◆ Exercise directions
Print these records again line for line, with nothing altered.

Object position labeling records:
******************************
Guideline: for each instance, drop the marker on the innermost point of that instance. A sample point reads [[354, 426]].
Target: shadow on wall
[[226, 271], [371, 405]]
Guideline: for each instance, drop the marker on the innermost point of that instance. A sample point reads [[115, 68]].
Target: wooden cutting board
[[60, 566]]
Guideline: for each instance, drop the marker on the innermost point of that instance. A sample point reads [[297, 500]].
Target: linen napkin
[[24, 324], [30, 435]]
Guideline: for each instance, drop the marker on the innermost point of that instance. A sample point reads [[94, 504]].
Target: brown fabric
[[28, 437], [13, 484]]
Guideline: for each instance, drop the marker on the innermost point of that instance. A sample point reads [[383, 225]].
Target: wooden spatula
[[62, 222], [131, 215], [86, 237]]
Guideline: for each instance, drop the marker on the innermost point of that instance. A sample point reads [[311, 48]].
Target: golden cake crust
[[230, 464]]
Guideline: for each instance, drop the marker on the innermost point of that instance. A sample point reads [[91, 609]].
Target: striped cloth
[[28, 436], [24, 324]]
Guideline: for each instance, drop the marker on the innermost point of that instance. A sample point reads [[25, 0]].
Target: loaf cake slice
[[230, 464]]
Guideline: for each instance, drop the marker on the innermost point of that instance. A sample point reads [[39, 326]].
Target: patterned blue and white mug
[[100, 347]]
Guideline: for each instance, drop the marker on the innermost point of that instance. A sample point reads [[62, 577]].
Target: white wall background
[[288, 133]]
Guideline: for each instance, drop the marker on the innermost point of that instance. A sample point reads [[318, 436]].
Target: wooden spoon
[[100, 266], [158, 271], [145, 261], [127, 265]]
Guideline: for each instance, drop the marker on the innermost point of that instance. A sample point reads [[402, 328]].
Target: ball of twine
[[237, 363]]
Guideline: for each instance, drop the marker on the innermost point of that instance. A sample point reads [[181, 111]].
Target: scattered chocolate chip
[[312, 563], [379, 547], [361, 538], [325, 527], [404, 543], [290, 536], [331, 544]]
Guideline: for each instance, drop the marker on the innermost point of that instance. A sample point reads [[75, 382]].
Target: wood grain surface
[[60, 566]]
******************************
◆ Written solution
Guideline: for each instance, drop the marker on the innermost point of that instance. A sample point reads [[354, 426]].
Target: shadow on wall
[[226, 271], [371, 405]]
Guideline: for each instance, drop the marker on the innermost point of that instance. A sample point reads [[115, 68]].
Target: wooden cutting board
[[60, 566]]
Guideline: for each instance, drop the marker on the innermost point of that instance. A sample point reads [[297, 500]].
Target: linen napkin
[[24, 324], [30, 435]]
Guideline: for each instance, drop the marker on the innermost point of that instance. A sample point reads [[94, 504]].
Target: brown fabric
[[28, 437], [13, 484]]
Guideline: for each instance, drop the marker on the innermost point of that instance. A sample point reads [[383, 225]].
Target: wooden spatula
[[62, 222], [131, 215], [86, 237]]
Guideline: for each instance, drop the marker on the innermost point of that instance. A sample point reads [[311, 48]].
Target: golden cake crust
[[230, 464]]
Guideline: for each instance, drop the marker on the innermost point of that instance. A sample point reads [[91, 609]].
Target: striped cloth
[[28, 436], [24, 324]]
Guideline: for each instance, drop the marker on the innermost point of that instance. A sample point reads [[25, 0]].
Target: loaf cake slice
[[230, 464]]
Guideline: for each instance, drop the marker on the innermost point of that instance. A sample point reads [[39, 326]].
Target: patterned blue and white mug
[[100, 347]]
Guideline: for each instance, drop the marker on the innermost point of that instance. A sample point reads [[62, 577]].
Target: white wall background
[[288, 133]]
Guideline: for each instance, drop the marker on the innermost point of that instance. A sample point reads [[318, 436]].
Target: wooden spoon
[[100, 266], [158, 271], [145, 261], [127, 265]]
Guideline: for each instance, drop the marker on the innermost point of that instance. A sample point reads [[402, 328]].
Target: ball of twine
[[237, 363]]
Guideline: for each instance, drop the marker on the innermost point of that instance. A sample point reads [[181, 111]].
Target: scattered chocolate chip
[[312, 563], [379, 547], [361, 538], [325, 527], [404, 543], [290, 536], [331, 544]]
Guideline: for each instance, drop the marker on the innermost point of that instance. A sample point reads [[75, 382]].
Target: wood grain surface
[[60, 566]]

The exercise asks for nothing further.